» **Directions for this task**:
Below are entries. Pull out all lines containing "equipment".

» **Data for this task**:
-- Opening Marker --

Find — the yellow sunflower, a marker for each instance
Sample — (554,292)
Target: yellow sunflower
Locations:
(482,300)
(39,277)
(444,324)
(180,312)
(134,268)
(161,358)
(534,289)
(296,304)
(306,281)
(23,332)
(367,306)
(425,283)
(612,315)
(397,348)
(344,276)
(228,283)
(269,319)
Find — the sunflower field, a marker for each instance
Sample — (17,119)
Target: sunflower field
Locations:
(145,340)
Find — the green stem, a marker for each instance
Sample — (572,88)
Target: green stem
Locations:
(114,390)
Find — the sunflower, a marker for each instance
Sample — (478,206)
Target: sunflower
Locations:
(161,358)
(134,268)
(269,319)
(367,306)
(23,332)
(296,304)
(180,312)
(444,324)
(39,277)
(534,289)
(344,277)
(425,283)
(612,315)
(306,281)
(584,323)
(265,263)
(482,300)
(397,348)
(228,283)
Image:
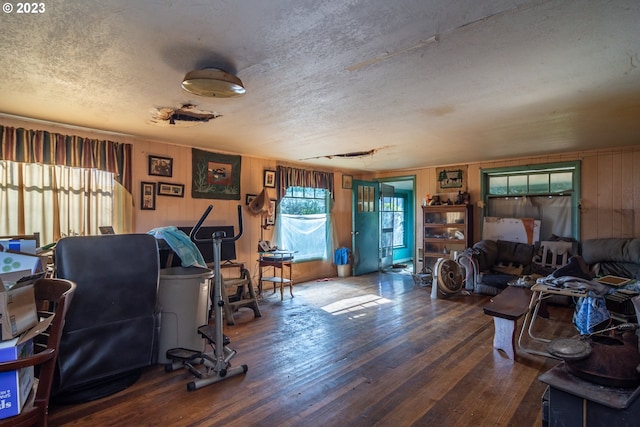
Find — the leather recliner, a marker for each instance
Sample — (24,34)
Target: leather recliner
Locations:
(112,326)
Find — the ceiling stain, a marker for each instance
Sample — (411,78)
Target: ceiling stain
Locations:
(441,111)
(186,115)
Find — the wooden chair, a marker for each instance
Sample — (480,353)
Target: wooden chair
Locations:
(53,297)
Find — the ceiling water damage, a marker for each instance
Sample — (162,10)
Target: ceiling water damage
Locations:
(186,115)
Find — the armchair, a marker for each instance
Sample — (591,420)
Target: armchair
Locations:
(53,297)
(112,329)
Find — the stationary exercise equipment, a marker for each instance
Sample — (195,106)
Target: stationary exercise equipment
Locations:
(448,278)
(215,365)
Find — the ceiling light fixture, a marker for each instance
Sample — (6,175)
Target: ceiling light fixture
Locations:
(213,83)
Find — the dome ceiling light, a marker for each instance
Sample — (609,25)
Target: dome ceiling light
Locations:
(213,83)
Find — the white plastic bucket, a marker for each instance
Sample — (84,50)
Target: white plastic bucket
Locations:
(344,270)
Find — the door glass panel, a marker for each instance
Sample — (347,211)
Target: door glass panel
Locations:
(518,184)
(539,183)
(561,181)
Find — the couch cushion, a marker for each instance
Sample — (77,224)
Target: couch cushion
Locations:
(611,250)
(486,254)
(514,252)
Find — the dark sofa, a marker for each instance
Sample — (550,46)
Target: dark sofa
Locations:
(616,256)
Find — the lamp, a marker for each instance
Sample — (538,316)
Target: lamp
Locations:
(260,206)
(213,82)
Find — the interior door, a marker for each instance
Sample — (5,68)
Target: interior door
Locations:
(365,227)
(386,226)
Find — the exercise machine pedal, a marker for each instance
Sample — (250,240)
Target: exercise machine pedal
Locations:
(216,363)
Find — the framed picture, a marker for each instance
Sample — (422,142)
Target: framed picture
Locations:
(270,218)
(269,178)
(347,182)
(148,196)
(249,198)
(215,176)
(167,189)
(160,166)
(451,179)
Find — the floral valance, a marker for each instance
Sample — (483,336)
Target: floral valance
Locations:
(295,177)
(37,146)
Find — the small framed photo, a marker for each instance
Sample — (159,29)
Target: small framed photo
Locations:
(249,198)
(161,166)
(173,190)
(270,218)
(148,196)
(270,178)
(347,182)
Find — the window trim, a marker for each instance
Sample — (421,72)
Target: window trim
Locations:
(571,166)
(328,205)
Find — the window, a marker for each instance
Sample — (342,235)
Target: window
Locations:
(547,192)
(304,223)
(55,201)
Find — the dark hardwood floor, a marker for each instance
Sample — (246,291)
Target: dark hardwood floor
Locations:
(357,351)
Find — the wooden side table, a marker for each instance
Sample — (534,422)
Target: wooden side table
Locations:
(276,260)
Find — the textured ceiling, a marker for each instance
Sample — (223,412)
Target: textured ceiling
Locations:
(419,82)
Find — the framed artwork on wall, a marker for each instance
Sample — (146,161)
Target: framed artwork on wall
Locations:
(270,218)
(215,176)
(451,179)
(249,198)
(347,182)
(270,178)
(160,166)
(168,189)
(148,196)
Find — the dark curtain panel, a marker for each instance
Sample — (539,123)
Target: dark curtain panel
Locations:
(36,146)
(294,177)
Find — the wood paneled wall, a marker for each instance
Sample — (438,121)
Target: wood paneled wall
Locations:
(610,190)
(610,194)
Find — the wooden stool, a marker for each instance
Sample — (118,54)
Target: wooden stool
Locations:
(506,308)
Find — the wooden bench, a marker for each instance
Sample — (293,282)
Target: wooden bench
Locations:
(506,308)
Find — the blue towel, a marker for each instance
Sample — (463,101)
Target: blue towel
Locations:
(180,243)
(341,257)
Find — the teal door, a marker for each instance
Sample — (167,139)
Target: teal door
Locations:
(365,227)
(387,226)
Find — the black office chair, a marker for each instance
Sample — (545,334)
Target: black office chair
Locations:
(112,329)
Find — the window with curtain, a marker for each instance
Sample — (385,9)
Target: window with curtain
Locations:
(61,185)
(303,220)
(304,223)
(55,201)
(547,192)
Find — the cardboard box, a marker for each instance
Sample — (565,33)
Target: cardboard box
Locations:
(26,246)
(18,310)
(15,386)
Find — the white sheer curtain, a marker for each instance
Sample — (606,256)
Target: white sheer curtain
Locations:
(55,201)
(553,211)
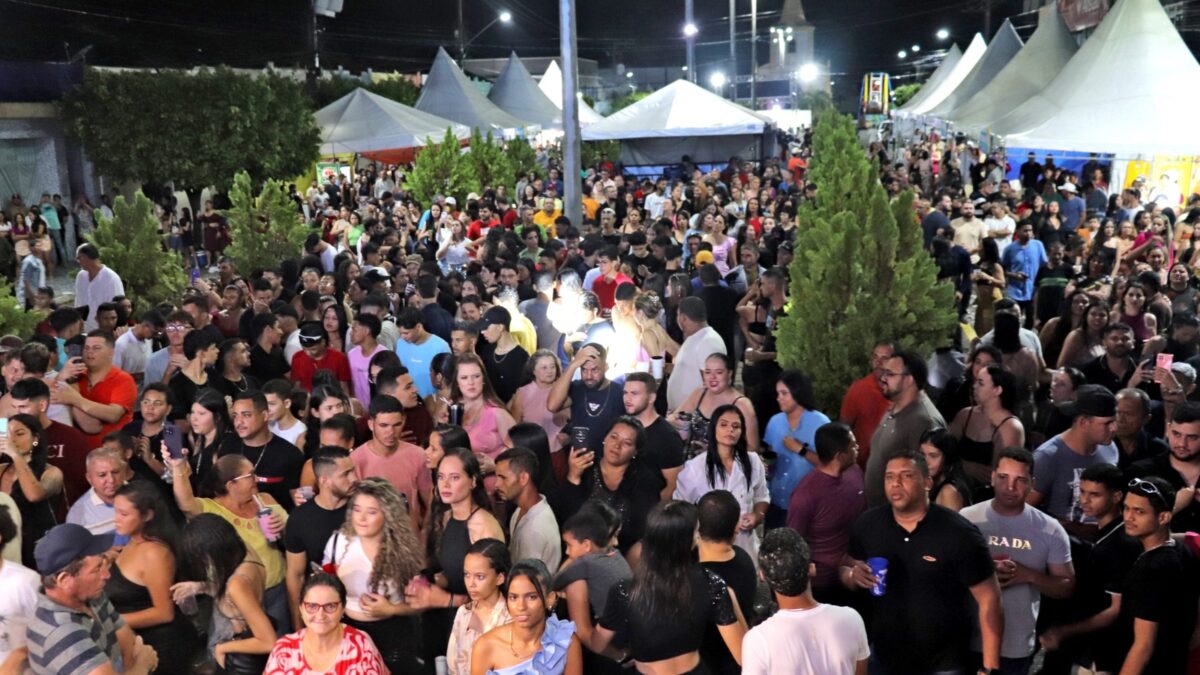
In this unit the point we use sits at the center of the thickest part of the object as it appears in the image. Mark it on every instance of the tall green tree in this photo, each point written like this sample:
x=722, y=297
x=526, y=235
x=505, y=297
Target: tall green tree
x=439, y=169
x=130, y=244
x=859, y=274
x=191, y=129
x=263, y=228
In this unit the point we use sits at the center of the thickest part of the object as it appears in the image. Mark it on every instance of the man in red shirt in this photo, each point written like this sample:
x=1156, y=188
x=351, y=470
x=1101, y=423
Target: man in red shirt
x=102, y=398
x=316, y=356
x=605, y=286
x=486, y=221
x=864, y=405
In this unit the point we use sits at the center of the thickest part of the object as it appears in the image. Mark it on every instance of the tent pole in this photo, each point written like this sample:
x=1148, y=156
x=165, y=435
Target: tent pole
x=573, y=197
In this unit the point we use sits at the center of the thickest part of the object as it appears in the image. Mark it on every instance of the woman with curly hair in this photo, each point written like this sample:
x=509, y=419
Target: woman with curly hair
x=375, y=554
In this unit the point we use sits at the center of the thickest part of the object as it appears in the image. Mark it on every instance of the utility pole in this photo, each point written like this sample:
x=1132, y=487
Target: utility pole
x=689, y=19
x=733, y=48
x=754, y=54
x=573, y=197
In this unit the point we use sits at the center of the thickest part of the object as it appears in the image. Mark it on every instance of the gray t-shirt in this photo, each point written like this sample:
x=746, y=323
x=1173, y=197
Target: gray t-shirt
x=1033, y=539
x=1056, y=469
x=601, y=571
x=895, y=434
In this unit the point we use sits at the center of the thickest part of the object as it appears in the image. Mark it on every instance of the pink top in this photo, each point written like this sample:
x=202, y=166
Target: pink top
x=357, y=656
x=533, y=408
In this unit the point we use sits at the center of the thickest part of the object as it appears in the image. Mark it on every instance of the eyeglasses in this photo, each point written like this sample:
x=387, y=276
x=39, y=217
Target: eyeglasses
x=1147, y=489
x=328, y=608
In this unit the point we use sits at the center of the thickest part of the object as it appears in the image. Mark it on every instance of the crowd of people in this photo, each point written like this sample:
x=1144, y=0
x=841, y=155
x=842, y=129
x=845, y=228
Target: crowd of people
x=480, y=437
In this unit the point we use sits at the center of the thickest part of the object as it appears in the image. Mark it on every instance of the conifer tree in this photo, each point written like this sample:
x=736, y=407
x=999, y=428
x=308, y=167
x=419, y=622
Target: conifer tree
x=437, y=171
x=131, y=244
x=859, y=274
x=263, y=230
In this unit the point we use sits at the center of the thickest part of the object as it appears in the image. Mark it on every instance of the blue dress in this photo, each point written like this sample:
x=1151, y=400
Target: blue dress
x=551, y=658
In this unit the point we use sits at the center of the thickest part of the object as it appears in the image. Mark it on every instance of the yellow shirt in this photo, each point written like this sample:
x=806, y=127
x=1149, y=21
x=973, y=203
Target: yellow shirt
x=252, y=536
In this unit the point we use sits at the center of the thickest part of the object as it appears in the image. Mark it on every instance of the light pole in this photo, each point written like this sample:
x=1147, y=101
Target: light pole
x=503, y=17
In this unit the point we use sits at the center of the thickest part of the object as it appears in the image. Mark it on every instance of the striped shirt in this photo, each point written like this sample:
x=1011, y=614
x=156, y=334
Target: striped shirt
x=65, y=641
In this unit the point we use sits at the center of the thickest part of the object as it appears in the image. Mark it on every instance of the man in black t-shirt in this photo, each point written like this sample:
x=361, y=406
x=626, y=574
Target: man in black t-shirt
x=277, y=464
x=936, y=563
x=664, y=446
x=1158, y=607
x=313, y=523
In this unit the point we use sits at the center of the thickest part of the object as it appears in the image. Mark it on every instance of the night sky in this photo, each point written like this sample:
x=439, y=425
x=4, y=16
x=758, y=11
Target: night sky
x=852, y=35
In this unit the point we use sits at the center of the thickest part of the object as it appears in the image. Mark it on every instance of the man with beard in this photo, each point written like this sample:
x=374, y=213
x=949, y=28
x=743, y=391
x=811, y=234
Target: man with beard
x=594, y=400
x=936, y=561
x=315, y=521
x=910, y=417
x=1116, y=366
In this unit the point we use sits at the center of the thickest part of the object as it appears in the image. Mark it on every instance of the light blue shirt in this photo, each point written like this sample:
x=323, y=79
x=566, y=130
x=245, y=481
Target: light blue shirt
x=791, y=467
x=417, y=359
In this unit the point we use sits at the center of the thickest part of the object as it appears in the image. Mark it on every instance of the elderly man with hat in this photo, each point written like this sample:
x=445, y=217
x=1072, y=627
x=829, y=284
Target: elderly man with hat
x=76, y=631
x=1059, y=463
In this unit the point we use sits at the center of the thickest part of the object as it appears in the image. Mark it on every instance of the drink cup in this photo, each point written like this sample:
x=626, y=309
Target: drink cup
x=880, y=569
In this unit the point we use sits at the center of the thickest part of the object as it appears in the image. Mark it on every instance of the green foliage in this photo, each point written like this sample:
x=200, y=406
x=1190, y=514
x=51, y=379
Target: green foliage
x=330, y=89
x=13, y=317
x=130, y=244
x=437, y=171
x=903, y=94
x=859, y=274
x=263, y=230
x=192, y=129
x=486, y=163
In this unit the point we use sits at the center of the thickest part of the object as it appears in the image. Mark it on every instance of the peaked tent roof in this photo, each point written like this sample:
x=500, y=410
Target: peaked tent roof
x=1003, y=47
x=1129, y=90
x=1030, y=71
x=366, y=123
x=940, y=73
x=679, y=108
x=954, y=78
x=516, y=93
x=448, y=93
x=552, y=87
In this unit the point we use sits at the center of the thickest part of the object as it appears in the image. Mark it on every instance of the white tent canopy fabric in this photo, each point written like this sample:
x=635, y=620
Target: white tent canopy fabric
x=1003, y=47
x=516, y=93
x=1048, y=51
x=1129, y=90
x=449, y=93
x=943, y=70
x=363, y=123
x=954, y=78
x=552, y=87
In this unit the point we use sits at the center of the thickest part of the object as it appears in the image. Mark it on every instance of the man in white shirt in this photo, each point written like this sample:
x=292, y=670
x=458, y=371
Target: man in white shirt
x=95, y=284
x=533, y=527
x=135, y=346
x=700, y=342
x=804, y=635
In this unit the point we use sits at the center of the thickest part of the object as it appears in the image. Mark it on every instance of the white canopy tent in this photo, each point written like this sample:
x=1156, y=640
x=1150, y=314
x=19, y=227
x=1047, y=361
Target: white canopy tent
x=1129, y=90
x=1048, y=52
x=552, y=87
x=940, y=73
x=683, y=119
x=1003, y=47
x=378, y=127
x=450, y=94
x=953, y=78
x=516, y=93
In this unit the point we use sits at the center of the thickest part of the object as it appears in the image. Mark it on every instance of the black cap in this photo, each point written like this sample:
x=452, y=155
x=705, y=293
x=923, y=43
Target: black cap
x=1091, y=400
x=67, y=543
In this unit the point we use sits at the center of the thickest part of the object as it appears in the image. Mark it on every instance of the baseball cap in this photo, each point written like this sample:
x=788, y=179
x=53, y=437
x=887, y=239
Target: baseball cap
x=67, y=543
x=1091, y=400
x=493, y=316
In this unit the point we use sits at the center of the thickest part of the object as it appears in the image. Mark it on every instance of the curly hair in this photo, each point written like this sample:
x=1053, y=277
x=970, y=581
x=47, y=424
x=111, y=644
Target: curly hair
x=400, y=551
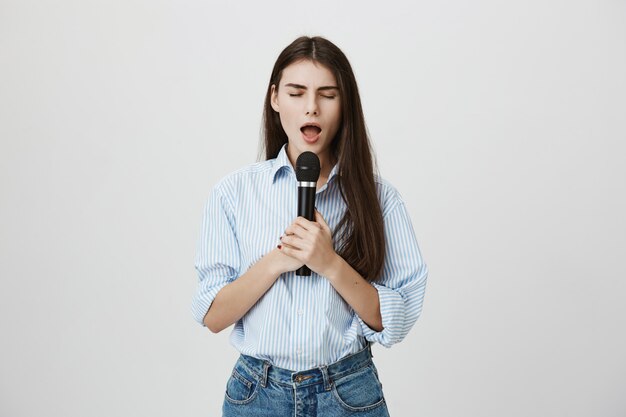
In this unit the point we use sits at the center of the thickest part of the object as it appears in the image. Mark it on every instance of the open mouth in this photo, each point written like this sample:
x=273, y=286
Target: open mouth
x=311, y=132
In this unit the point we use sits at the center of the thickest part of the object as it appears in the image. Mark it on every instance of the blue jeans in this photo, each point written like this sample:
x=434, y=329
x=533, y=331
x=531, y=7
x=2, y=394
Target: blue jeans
x=348, y=387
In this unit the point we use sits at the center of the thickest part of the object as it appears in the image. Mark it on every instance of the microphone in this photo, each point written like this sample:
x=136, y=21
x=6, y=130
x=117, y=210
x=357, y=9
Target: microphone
x=307, y=173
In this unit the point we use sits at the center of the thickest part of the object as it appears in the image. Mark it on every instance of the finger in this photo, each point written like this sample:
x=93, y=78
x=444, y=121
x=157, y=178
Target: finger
x=292, y=241
x=295, y=229
x=306, y=224
x=321, y=221
x=289, y=251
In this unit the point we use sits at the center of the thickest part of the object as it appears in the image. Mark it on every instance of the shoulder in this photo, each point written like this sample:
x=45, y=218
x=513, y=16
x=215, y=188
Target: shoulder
x=388, y=196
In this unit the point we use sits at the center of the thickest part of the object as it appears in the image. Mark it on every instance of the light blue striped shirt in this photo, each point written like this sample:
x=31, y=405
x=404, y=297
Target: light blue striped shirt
x=301, y=322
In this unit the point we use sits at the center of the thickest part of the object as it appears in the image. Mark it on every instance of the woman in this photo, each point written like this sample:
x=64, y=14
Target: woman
x=305, y=340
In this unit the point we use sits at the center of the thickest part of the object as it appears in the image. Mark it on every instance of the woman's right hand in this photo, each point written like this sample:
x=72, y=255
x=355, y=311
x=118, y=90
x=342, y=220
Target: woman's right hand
x=282, y=262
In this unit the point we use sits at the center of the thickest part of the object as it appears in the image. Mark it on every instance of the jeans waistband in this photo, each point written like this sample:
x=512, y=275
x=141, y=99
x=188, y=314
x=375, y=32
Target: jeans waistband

-- Closing Marker --

» **Written reply**:
Find — the stationary exercise equipment, a marker for each instance
Target: stationary exercise equipment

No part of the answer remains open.